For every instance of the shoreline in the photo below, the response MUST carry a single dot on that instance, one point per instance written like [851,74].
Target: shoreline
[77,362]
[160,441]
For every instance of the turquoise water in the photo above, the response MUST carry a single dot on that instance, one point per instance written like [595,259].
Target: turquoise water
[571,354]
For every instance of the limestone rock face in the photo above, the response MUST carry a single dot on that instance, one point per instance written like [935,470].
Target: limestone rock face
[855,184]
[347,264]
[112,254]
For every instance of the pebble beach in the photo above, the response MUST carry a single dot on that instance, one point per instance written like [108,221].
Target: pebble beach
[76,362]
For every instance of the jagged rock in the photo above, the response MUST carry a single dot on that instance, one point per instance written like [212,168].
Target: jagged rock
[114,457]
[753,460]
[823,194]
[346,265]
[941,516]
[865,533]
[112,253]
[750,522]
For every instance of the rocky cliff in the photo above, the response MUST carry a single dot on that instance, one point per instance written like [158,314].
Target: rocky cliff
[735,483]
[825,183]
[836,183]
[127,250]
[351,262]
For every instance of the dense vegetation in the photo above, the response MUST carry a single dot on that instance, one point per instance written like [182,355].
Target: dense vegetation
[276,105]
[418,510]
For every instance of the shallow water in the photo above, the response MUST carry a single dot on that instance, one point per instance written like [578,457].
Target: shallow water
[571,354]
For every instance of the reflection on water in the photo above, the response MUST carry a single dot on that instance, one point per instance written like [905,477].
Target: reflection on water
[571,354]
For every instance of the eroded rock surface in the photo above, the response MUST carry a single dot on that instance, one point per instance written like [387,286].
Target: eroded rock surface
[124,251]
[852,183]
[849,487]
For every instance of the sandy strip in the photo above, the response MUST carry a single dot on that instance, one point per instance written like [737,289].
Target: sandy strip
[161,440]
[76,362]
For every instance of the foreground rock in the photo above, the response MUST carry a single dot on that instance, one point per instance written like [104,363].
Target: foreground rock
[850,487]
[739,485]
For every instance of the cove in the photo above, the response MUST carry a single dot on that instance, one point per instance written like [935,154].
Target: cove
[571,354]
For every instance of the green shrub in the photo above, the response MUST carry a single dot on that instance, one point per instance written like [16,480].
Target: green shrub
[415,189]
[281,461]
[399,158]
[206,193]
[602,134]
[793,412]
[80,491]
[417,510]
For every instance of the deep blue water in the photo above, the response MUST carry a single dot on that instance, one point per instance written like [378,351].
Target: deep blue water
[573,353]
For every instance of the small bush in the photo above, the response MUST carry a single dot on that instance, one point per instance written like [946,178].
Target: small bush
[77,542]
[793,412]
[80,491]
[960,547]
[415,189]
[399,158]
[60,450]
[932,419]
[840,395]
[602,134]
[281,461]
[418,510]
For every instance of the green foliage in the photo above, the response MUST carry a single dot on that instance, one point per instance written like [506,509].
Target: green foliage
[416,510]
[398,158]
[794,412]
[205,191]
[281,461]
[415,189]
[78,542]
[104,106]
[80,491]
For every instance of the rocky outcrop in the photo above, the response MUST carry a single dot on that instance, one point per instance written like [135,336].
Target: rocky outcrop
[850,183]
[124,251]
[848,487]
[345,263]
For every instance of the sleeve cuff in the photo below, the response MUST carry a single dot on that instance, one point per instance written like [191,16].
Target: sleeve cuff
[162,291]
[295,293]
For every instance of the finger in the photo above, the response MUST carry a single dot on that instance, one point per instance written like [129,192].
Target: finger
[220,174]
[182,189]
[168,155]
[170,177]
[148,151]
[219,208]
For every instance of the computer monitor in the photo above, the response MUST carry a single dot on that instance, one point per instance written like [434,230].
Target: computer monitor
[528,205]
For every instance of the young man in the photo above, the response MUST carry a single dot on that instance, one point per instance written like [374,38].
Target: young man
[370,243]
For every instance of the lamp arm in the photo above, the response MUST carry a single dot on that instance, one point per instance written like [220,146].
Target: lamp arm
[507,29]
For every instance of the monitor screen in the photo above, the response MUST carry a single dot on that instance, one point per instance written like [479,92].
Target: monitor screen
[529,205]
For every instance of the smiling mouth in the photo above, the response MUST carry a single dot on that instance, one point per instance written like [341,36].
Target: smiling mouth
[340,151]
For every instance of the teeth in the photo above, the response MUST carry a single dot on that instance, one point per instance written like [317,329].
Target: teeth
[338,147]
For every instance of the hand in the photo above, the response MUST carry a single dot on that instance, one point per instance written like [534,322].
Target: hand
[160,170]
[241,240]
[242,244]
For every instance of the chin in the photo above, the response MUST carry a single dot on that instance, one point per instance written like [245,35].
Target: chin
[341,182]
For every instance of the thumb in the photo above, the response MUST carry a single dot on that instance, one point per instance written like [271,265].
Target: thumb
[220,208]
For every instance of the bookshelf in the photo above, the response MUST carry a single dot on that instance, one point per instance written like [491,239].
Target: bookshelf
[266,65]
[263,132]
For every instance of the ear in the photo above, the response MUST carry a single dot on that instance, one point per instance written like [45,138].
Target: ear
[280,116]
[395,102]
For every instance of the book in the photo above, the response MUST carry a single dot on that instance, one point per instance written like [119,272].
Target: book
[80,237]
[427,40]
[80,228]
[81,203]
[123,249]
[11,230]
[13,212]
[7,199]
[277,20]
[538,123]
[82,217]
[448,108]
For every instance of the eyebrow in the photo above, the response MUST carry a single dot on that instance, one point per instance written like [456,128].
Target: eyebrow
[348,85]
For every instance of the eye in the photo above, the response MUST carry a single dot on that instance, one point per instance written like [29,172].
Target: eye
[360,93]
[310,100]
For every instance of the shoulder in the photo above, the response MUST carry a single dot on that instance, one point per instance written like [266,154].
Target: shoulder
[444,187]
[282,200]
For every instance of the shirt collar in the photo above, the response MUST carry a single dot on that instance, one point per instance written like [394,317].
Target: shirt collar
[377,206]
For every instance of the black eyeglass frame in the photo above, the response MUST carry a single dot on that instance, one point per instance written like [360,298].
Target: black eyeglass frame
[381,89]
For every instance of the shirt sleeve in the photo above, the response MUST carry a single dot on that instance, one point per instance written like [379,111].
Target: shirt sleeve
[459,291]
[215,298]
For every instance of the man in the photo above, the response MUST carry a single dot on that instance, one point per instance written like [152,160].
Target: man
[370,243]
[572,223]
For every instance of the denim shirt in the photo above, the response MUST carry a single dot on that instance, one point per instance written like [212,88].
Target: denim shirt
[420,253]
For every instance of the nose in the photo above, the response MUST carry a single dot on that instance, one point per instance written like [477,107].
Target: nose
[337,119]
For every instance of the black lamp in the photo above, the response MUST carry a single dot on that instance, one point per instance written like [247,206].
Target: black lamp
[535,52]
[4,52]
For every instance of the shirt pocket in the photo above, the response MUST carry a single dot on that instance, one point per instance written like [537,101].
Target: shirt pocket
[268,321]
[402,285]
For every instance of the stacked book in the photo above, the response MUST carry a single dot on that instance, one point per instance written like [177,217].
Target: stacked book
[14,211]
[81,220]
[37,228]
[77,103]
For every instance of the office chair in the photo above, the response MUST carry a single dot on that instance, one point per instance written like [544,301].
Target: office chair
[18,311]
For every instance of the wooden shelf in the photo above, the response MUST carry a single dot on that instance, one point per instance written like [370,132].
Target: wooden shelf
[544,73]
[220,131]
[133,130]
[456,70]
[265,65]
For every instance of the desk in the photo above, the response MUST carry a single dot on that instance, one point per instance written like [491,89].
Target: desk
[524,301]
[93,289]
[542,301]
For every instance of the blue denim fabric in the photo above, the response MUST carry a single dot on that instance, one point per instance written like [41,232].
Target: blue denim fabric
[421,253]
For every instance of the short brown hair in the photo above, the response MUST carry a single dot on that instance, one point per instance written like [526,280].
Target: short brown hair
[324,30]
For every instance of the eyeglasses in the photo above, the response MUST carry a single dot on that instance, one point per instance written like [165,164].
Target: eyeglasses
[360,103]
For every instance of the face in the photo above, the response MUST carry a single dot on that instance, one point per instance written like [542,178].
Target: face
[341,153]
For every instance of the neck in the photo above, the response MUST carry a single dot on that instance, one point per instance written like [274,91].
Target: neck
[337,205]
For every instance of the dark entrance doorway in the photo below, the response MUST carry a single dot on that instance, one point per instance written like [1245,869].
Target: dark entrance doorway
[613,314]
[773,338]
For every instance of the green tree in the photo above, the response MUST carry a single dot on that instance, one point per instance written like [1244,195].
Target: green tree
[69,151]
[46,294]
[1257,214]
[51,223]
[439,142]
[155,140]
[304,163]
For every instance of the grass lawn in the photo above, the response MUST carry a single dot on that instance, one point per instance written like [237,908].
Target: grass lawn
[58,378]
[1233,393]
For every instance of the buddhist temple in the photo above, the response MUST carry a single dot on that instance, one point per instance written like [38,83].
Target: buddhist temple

• • •

BRIEF: Restate word for word the lines above, beginning at the first one and ending at the line that carries "For every instance of the rocky cliff".

OUTPUT:
For every instance of the shoreline in the photo below, the response MUST carry a single dot on that instance, one point per instance written like [851,74].
Target: shoreline
[77,362]
[160,441]
For every instance of the turquoise water in the photo above, the response MUST carry a single dot on that instance, one point per instance written like [595,259].
Target: turquoise water
[571,354]
For every instance of the limestone rock face in the photo above, the response MUST carry a single dot on that instance, one point per instance written like [935,470].
Target: limestone rock face
[855,184]
[347,264]
[112,254]
For every instance of the pebble beach in the photo above, the response MUST carry a single dot on that instance, one point per instance written like [108,221].
Target: pebble beach
[76,362]
For every instance of the jagged rock in the photo above, the response MUST carry a single dot on that instance, one point per instance written like [212,168].
Target: jagged rock
[114,457]
[753,460]
[823,194]
[346,265]
[941,516]
[865,533]
[112,253]
[750,522]
For every instance of the rocky cliff in the photo above, the response MUST carry a single dot on that instance, one point per instance written like [158,314].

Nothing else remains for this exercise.